- Consigne
Les affirmations suivantes concordent-elles avec l'article sur l'offensive contre l'EI en Syrie ? Répondez à chacune par oui ou par non, en citant textuellement les mots décisifs de l'article : (a) les FDS mènent leur offensive depuis mardi ; (b) Aïn Issa se trouve au sud de la ville de Raqa ; (c) selon Peter Cook, les militaires américains en Syrie ont une mission de combat.

- Extrait du texte
Dans la Syrie ravagée par une guerre aux fronts multiples qui a fait plus de 280.000 morts en cinq ans selon un nouveau bilan de l'Observatoire syrien des droits de l'Homme (OSDH), l'envoyé spécial de l'ONU Staffan de Mistura a averti que de nombreux civils pris au piège des combats "risquaient de mourir de faim" si de l'aide humanitaire ne leur parvenait pas rapidement.
Dans ce pays, les combats semblent se concentrer contre l'EI dans la province de Raqa (nord-est), dont le chef-lieu éponyme est considéré comme la capitale de facto du "califat" auto-proclamé de l'EI.
Appuyés par les frappes de la coalition internationale dirigée par les Etats-Unis, les combattants arabes et kurdes des Forces démocratiques syriennes (FDS) mènent depuis mardi une offensive, la plus importante jamais lancée contre l'EI en Syrie, pour chasser les djihadistes du nord de cette province qu'ils contrôlent en majeure partie.
Les FDS avancent lentement dans les champs agricoles et les villages au sud de la ville d'Aïn Issa, située à 60 km au nord de la ville de Raqa et contrôlée par les Kurdes. Elles ont affirmé dans un communiqué avoir notamment "libéré cinq villages dont ceux de Fatsa, Namroudiya et Wasta".
Selon l'OSDH, les FDS bombardent les positions de l'EI près d'Aïn Issa tandis que la coalition mène des frappes.
Au sol, des forces spéciales américaines sont présentes au côté des FDS, selon des commandants kurdes.
Un photographe de l'AFP a vu une vingtaine de soldats américains à Fatsa.
Au Pentagone, le porte-parole Peter Cook a affirmé que les militaires américains en Syrie avaient une mission de "conseil et d'assistance" auprès des FDS et pas une mission de combat.
"Ils ne mènent" pas ce combat contre le groupe Etat islamique, mais "ils soutiennent ceux qui (le) mènent", a-t-il dit. Ils "ne sont pas sur la ligne de front", a-t-il également affirmé.
- '2.000 combattants' -
Le directeur de l'OSDH, Rami Abdel Rahmane, a souligné que les Forces démocratiques syriennes ne s'étaient pas encore emparées de positions importantes.
Selon lui, l'EI "concentre 2.000 combattants sur les lignes de front au nord de la ville de Raqa. Le groupe a préparé cette bataille depuis des mois en creusant des tunnels qu'il a bourrés d'explosifs. Il a aussi préparé des voitures piégées et ses combattants se cachent parmi les civils".
Les FDS ont souligné dès le départ que la bataille en cours serait concentrée uniquement dans le nord de la province de Raqa.
"L'objectif final est la ville de Raqa", affirme toutefois à l'AFP Mutlu Civiroglu, un analyste basé à Washington. "Il est important (pour les forces anti-EI) d'assiéger la ville et de bloquer les mouvements de l'EI".
Cet assaut avait été annoncé au lendemain du début d'une offensive d'envergure de l'autre côté de la frontière, en Irak, pour reprendre Fallouja à l'EI.
Les troupes irakiennes soutenues par des milices progouvernementales ont avancé en direction de cette ville, où les conditions de vie des 50.000 civils présents sont dramatiques selon l'ONU. Seules 800 personnes ont réussi à fuir la cité, située à 50 km à l'ouest de Bagdad.

- Données d'entrée
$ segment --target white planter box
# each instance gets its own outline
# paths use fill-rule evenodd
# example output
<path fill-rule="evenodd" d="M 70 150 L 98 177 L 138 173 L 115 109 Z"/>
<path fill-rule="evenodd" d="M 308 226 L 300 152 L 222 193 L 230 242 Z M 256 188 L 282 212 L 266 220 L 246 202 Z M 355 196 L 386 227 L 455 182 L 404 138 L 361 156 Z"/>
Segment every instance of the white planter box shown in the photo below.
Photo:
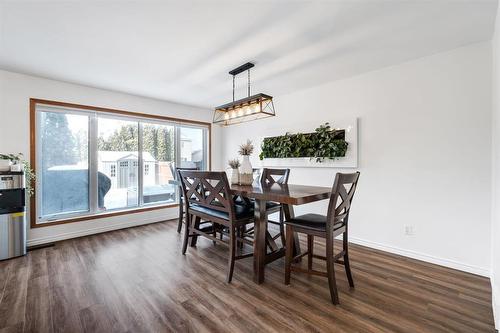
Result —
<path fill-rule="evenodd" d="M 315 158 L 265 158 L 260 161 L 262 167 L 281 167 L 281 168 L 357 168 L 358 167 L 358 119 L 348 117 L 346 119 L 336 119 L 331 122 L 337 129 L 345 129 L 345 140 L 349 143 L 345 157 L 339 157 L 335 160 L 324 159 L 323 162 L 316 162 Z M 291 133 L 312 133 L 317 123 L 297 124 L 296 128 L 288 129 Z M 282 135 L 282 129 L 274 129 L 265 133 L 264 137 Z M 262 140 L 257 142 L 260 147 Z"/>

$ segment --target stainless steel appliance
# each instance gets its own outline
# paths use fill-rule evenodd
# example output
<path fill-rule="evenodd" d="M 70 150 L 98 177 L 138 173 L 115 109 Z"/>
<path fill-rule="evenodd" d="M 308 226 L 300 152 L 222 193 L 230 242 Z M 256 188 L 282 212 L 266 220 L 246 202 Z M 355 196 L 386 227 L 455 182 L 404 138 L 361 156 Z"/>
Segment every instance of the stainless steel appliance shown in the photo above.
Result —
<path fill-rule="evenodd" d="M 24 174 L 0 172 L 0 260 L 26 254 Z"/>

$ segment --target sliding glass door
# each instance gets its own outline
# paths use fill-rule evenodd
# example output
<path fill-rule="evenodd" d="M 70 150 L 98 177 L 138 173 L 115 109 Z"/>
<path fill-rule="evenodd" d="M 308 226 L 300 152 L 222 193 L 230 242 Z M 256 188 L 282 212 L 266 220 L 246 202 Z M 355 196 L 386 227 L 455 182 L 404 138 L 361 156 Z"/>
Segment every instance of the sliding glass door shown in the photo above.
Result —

==

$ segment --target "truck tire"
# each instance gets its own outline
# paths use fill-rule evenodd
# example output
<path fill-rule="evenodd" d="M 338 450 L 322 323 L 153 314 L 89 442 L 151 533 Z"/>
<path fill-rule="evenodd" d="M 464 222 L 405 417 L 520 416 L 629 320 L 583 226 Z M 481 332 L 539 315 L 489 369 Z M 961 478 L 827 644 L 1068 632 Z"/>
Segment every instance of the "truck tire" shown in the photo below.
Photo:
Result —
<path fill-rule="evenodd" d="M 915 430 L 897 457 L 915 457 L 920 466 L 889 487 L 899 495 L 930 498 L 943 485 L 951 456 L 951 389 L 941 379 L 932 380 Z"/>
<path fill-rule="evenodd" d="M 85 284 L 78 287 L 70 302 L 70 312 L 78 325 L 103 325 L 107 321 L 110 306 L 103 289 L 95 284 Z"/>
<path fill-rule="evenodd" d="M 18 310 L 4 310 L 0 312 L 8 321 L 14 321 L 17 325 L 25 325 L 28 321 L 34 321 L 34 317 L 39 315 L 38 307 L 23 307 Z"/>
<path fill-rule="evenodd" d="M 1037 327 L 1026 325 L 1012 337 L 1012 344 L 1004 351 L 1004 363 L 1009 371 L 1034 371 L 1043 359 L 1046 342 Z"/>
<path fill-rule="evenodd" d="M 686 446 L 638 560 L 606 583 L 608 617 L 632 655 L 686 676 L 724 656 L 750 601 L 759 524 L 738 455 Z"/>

- Réponse ci-dessous
(a) Oui : « mènent depuis mardi une offensive ».
(b) Non : « située à 60 km au nord de la ville de Raqa ».
(c) Non : « et pas une mission de combat ».